The problem: Copy the rows below word for word, starting with the line that contains "of the dark" and going on through the line that contains "pixel 56 306", including both of those lines.

Exercise inputs:
## Start

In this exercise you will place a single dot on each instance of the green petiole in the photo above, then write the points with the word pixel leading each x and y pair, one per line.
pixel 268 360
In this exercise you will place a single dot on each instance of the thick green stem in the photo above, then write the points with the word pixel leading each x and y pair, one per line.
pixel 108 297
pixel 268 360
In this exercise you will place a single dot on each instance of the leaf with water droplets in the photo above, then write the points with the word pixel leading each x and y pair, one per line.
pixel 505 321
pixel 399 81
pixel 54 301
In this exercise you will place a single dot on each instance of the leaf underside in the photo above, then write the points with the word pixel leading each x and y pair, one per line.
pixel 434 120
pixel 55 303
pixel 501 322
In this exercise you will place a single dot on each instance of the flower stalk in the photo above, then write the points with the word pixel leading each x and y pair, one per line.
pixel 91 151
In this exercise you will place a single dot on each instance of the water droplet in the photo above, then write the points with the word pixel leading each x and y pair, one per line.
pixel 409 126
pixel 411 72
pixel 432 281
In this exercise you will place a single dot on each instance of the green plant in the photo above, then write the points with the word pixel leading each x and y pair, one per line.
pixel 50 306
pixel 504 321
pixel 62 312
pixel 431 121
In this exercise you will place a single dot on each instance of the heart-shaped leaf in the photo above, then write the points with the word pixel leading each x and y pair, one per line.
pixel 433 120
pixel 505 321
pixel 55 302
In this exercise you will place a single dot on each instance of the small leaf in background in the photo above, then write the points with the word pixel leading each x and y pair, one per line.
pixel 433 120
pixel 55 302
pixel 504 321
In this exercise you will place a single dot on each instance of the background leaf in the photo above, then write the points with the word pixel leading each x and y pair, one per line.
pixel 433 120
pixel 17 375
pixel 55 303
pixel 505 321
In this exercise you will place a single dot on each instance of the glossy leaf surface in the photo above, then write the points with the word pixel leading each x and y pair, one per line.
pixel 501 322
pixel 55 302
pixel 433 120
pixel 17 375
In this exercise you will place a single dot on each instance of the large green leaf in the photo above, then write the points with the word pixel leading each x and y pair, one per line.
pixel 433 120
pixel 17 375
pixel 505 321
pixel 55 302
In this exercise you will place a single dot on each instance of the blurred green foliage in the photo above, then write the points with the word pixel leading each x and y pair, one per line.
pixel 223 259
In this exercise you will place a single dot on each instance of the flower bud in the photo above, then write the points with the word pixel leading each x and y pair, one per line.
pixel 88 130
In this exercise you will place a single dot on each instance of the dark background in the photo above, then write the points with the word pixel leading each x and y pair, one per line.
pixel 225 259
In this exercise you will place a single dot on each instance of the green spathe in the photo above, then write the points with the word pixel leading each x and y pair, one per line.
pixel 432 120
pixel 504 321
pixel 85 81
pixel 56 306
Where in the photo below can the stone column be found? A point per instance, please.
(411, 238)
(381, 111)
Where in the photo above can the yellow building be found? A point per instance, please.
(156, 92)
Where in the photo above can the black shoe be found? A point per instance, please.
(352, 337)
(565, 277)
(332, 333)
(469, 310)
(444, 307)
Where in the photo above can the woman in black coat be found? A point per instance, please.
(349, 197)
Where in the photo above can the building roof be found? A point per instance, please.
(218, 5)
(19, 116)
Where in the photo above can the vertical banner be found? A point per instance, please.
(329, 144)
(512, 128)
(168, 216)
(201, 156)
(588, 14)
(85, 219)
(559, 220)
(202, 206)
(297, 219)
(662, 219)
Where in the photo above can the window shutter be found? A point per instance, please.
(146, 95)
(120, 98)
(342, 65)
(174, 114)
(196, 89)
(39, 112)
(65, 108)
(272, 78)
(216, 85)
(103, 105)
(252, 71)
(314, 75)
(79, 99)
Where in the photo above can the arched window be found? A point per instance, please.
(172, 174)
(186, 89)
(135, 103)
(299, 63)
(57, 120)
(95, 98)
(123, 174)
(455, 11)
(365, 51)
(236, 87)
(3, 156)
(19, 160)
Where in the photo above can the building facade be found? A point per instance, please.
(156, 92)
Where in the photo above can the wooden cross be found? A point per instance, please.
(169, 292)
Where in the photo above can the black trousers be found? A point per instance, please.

## End

Correct result:
In this exercise you will place a single dot on each instance of the dark background in the photo above, then write the points with the word pixel leading each x and y pair, one per line.
pixel 225 259
In this exercise you will place a single dot on each instance of the green spathe in the photo above, then write the points with the word pixel leading each x and y pair, one per line.
pixel 432 120
pixel 504 321
pixel 85 81
pixel 56 306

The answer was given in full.